▶ Segmentation data:
-*-*-
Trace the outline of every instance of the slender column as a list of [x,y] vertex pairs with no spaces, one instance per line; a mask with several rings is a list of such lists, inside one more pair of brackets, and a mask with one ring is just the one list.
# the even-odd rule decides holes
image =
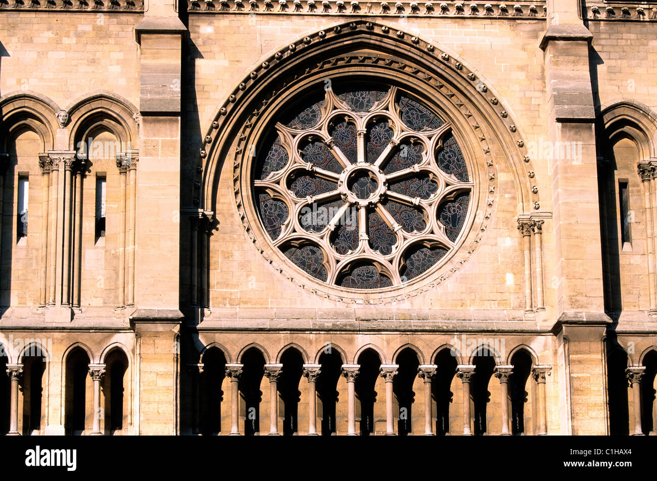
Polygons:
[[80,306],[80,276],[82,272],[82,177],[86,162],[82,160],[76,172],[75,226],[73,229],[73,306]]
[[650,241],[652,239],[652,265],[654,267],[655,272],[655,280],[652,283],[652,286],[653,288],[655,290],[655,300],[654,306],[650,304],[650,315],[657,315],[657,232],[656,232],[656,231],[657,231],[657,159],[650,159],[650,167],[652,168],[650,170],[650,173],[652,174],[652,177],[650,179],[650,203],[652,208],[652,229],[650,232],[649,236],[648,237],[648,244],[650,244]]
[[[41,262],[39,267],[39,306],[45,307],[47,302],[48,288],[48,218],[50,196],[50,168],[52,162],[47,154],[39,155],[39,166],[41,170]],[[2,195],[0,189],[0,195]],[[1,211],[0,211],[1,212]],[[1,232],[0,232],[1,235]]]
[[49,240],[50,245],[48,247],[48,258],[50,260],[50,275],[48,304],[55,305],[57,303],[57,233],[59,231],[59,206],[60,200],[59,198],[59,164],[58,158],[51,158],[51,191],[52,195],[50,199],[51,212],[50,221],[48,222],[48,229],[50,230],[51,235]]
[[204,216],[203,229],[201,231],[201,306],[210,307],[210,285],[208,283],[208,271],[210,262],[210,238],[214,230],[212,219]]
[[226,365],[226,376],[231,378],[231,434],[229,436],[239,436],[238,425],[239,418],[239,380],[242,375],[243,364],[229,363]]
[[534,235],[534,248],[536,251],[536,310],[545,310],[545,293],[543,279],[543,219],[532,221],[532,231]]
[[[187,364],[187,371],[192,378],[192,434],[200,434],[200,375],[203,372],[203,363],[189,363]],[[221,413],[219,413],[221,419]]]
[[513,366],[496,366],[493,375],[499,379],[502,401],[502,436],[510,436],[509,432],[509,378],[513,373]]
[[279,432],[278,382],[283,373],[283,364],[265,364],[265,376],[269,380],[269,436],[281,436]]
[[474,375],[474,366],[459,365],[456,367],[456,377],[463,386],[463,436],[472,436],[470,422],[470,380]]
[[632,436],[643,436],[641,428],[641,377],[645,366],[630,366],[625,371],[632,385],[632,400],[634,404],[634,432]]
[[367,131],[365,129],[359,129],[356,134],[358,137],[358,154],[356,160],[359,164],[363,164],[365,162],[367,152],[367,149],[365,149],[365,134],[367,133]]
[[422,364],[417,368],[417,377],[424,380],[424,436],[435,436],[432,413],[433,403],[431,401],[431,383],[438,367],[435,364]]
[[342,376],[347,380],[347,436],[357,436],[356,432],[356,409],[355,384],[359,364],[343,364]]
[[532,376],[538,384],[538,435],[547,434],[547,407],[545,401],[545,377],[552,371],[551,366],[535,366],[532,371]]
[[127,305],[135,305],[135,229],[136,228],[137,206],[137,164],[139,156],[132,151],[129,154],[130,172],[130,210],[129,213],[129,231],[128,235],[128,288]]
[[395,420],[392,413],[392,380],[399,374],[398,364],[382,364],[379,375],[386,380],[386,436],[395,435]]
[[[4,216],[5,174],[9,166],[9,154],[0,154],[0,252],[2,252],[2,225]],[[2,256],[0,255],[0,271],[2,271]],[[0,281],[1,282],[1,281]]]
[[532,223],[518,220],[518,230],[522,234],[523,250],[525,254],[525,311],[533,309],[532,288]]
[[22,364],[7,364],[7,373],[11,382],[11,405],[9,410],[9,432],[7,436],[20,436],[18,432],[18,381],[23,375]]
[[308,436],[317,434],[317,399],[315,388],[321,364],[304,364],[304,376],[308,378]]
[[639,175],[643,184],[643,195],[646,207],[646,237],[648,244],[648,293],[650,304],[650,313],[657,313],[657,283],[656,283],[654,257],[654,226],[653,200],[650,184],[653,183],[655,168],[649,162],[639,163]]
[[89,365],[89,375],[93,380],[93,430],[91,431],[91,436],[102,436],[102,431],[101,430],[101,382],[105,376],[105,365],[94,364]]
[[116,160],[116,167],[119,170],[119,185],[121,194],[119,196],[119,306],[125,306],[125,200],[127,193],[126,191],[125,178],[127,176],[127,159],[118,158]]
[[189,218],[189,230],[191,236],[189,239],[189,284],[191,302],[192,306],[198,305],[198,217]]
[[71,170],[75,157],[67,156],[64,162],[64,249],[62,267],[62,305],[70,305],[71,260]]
-*-*-
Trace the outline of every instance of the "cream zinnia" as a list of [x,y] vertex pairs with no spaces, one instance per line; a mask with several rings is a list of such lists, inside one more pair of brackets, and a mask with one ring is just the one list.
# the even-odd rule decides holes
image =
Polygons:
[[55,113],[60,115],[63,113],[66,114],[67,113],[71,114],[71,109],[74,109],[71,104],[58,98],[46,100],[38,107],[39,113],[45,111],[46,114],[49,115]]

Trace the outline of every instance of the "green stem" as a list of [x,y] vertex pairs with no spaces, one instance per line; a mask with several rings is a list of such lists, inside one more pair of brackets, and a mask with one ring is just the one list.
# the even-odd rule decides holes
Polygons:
-*-*-
Report each line of the records above that contains the string "mask". Treat uppercase and lowercase letters as different.

Trace the outline of every instance of the slender column as a list of [x,y] vertex pairs with no spaces, one instance per line; a mask with several rings is a list of such lists, inside one more pair of brackets, and a mask with one ring is just the one list.
Trace the outline of every instance of the "cream zinnia" as a list of [x,y] vertex pairs with no spaces, one instance per line; a mask with several rings is a list of such lists, inside one more pair of brackets, and a mask with one ring is just the one list.
Trace the outline of every instance of the "green stem" as a list of [x,y] vertex pairs with no spaces, one instance per line; a mask with several rings is a list of such lists, inside one more pair of brackets, and a mask with one ring is just the one list.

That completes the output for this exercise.